But what am I talking about? This book is not about software applications. As an enterprise architect, Author Roger Sessions takes us up several floors to show us where he believes all these complexity evil germinates - the failure to control the complexity of IT inter-system communication across the organisation. He writes this volume to explain the problem of complexity can be illustrated via mathematical models, and purports that the application these mathematical exercises and further concepts of organisation will help divide the enterprise into simple easy pieces.

_That_ is a rather mighty claim. Is this for real?

Roger Sessions starts out strong. He begins mentioning existing methodologies and frameworks used to organise architectures in the present industry and highlights rather glaringly the missing piece in all of them - the deliberate effort to ensure the output of the work is simple. The next two chapters quickly move on present some simple real-world scenarios (like a rubik's cube, chess games, team and store organisation, etc) and then the math behind them, on how dividing them - partitioning - into smaller pieces of a bigger whole helps to solve the problem they present in a much less troublesome manner. The mathematics introduced is simple enough to understand and convincing. But somehow the lessons would be re-taught every now and then; I found the repeated explanations to be redundant and approaching incessant. It is almost as though the author fears the readers may not be convinced enough and needed reminders. Or there is the assumption the intended audience largely failed elementary math in school.

As convincing as the principles behind the math are, my disappointment set in when the transition from pure math theory into real-world business modeling began. If you think it sounded too good to be true that real-world architecture can be tackled with simplistic mathematical models, well, it is. Even Roger Sessions himself admits that real-world circumstances is in fact, not that simple. The problem with the absolute black-white nature of mathematical theory is it excludes many (grey) inter-object relationships or channels that real-world organisations would inherently possess; they cannot be blindly ignored. Take for example, the Five Laws of Partitions

First Law of Partitions - Partitions must be true partitions.
Second Law of Partitions - Partition definitions must be appropriate to the problem at hand.
Third Law of Partitions - The number of subsets in a partition must be appropriate.
Fourth Law of Partitions - The size of the subsets in a partition must be roughly equal.
Fifth Law of Partitions - The interactions between subsets in the partitions must be minimal and well defined.

RECORD SET →
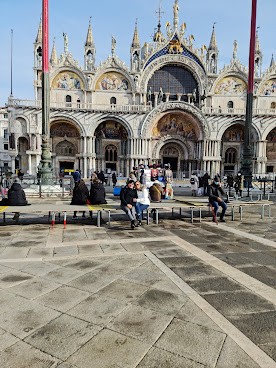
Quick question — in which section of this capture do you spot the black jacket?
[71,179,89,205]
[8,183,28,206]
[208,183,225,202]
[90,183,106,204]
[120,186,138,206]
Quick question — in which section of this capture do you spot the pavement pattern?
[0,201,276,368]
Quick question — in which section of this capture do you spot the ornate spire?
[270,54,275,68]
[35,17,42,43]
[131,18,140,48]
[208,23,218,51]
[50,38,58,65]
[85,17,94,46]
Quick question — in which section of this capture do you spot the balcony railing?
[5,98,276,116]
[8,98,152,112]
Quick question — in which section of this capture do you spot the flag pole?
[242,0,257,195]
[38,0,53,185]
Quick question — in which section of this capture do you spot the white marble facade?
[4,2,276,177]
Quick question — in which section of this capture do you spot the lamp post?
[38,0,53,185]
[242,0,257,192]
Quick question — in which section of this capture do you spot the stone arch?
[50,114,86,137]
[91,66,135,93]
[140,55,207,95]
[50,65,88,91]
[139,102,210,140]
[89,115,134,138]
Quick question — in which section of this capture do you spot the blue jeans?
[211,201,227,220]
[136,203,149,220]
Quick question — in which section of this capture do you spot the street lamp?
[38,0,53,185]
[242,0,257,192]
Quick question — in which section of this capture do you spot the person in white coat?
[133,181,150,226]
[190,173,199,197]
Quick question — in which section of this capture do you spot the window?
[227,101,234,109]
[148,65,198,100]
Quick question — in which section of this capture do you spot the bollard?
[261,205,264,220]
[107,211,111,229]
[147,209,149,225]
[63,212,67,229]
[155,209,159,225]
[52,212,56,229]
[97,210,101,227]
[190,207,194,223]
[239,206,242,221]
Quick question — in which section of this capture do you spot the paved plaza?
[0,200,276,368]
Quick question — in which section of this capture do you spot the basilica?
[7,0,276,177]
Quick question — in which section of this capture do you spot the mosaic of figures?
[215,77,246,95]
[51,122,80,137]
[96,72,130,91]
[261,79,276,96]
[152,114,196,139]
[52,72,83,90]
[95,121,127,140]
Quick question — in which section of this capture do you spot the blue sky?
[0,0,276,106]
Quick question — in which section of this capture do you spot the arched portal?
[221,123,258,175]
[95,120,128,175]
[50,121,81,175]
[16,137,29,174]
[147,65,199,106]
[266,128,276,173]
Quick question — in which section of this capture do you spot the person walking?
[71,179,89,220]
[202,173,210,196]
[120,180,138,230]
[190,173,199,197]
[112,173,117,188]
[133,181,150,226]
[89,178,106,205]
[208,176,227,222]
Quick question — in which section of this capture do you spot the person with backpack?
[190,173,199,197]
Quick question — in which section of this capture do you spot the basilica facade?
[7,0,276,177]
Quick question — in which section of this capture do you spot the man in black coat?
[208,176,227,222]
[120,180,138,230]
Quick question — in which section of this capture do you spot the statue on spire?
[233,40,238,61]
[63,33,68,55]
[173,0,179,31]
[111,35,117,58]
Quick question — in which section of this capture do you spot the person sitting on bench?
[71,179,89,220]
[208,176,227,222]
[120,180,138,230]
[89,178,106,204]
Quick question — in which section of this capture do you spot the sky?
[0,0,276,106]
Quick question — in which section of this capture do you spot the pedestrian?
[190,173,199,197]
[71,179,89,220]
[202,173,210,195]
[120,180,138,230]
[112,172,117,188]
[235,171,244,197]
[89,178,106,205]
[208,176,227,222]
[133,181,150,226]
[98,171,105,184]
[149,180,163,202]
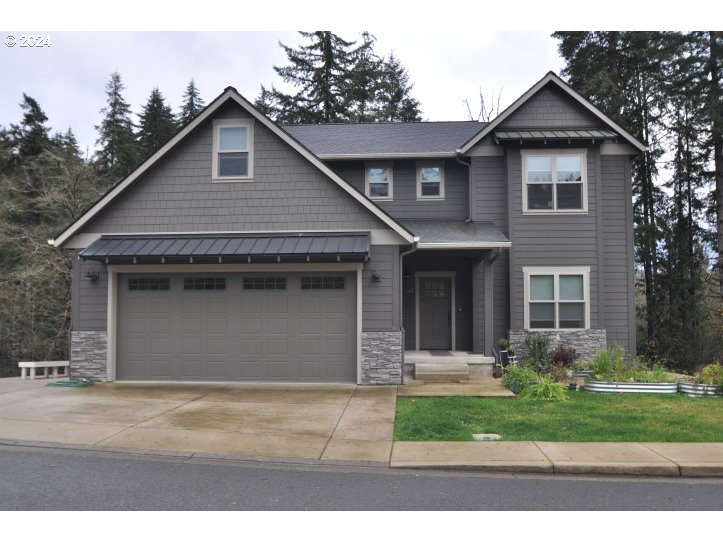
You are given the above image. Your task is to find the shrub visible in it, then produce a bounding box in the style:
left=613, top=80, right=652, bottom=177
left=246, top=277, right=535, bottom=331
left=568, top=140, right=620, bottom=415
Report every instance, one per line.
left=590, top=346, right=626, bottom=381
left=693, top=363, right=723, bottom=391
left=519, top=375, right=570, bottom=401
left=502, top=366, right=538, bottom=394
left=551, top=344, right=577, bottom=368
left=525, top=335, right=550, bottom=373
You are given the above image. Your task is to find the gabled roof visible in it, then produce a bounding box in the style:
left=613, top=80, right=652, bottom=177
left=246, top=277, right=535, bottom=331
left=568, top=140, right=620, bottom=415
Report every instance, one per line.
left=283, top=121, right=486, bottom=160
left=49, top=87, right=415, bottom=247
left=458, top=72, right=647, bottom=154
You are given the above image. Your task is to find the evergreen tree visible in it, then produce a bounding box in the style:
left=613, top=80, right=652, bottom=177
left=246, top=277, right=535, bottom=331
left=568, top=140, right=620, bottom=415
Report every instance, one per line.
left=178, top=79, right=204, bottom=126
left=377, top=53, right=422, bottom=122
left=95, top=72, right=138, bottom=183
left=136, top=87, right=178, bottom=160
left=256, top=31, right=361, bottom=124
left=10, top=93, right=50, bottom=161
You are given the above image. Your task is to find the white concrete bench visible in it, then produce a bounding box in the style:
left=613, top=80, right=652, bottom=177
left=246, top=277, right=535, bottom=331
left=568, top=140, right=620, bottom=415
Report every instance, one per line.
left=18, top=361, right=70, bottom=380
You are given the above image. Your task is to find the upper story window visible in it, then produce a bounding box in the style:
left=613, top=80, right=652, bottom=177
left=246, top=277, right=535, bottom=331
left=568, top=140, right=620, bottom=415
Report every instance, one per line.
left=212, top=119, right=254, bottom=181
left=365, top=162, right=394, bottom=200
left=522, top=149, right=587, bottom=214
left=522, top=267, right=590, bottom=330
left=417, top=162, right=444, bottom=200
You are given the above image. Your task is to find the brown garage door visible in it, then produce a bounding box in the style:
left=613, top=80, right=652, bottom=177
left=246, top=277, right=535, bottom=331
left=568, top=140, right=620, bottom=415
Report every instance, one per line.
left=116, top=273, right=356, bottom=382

* * *

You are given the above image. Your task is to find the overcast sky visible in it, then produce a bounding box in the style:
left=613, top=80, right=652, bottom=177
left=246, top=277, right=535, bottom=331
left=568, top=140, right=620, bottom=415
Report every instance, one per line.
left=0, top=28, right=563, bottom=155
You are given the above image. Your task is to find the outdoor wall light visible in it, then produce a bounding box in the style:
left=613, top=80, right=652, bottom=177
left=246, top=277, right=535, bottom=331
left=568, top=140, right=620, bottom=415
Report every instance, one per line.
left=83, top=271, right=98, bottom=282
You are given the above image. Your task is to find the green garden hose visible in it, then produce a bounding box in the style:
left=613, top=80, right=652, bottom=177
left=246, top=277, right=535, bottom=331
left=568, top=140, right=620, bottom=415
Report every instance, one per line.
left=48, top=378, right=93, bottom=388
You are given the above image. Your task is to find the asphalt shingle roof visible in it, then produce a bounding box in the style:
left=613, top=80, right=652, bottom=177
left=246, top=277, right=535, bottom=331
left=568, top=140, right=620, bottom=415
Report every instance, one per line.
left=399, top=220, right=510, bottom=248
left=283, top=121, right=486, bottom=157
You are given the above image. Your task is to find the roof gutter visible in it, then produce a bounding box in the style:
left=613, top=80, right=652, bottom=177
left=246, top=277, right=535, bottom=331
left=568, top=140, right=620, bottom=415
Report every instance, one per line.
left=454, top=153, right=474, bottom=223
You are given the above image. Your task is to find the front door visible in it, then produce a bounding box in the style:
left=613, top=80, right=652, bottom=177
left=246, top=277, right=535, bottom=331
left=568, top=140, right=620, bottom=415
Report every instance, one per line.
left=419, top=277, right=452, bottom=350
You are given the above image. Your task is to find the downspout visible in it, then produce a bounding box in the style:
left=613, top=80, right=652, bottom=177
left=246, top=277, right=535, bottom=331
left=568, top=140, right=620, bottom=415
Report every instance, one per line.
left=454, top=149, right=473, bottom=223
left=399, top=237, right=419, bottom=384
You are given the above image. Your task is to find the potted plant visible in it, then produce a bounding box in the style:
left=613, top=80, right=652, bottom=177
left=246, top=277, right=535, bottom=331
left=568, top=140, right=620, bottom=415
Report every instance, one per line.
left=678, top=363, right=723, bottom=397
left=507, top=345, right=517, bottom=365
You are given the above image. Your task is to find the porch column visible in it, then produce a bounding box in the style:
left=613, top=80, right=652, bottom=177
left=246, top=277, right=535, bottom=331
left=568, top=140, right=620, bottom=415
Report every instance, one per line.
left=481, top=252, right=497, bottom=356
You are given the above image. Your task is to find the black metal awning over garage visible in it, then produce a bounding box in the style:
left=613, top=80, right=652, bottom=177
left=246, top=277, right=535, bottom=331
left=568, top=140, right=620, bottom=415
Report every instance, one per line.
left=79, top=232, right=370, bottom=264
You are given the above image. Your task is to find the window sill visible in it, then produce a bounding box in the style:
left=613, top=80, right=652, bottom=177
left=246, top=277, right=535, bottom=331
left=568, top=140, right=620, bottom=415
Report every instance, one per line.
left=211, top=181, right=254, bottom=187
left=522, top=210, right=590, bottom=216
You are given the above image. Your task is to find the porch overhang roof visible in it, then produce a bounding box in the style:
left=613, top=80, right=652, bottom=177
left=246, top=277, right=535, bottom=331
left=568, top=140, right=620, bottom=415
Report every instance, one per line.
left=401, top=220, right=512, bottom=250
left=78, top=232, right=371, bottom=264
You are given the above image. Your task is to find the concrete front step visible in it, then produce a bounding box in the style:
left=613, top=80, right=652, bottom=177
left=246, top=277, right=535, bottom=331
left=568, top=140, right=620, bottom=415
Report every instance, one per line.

WRITTEN PROBLEM → Please carry on the review of Roger Sessions's book on enterprise complexity, picking up after its list of the Five Laws of Partitions.

ANSWER FOR THIS EXERCISE →
With such vague "laws" I predict a chasm of opportunities for unending subjective debates over what "appropriate", "equal size", "minimal", or "well defined" can truly mean when it comes to discussing how to partition a real organisation into smaller units. Therefore the fourth chapter's technique of Autonomous Business Capabilities (ABC) did not resonate well with me as I pondered how this applies to real departments and divisions. It is just not that simple. However, Roger Sessions' intention is squarely - and rightfully - focused on breaking things down simple enough to benefit the _business_.

On a side note, I found his deliberate avoidance to discuss application systems somewhat isolative. As a software developer, I find many of the principles he puts forth are directly applicable, and even taught, at the level of software architecture and design. Like it or not, the lifeblood of any enterprise is the myriad of software applications; keeping their design simple is as important as keeping the enterprise simple. In fact the SIP (Simple Iterative Partitions) process he recommends resembles Agile practices a lot. Somehow, I get the feeling Roger Sessions has forgotten failure in IT projects is contributed by many things happening at all levels, not just enterprise architecture alone.

It is difficult to label this book as truly seminal; due to the various falling pieces, I cannot feel the utter greatness. But don't be deceived - it has been a good _mind-stretching_ exercise (not mind-blowing). Roger Sessions has presented some eye-opening ideas that allowed me to gain new light in this argument for simplicity. His message is clear - there not enough people consciously considering simplifying things they work on; and accomplishing things by smaller projects of iterative sequence. I wholeheartedly agree on this. If the word "simplicity" never flashed across your mind (are you reading this, CIOs, CTOs, and architects???) while you were thinking through architecture or design, you need this book to yaw yourself in the right direction.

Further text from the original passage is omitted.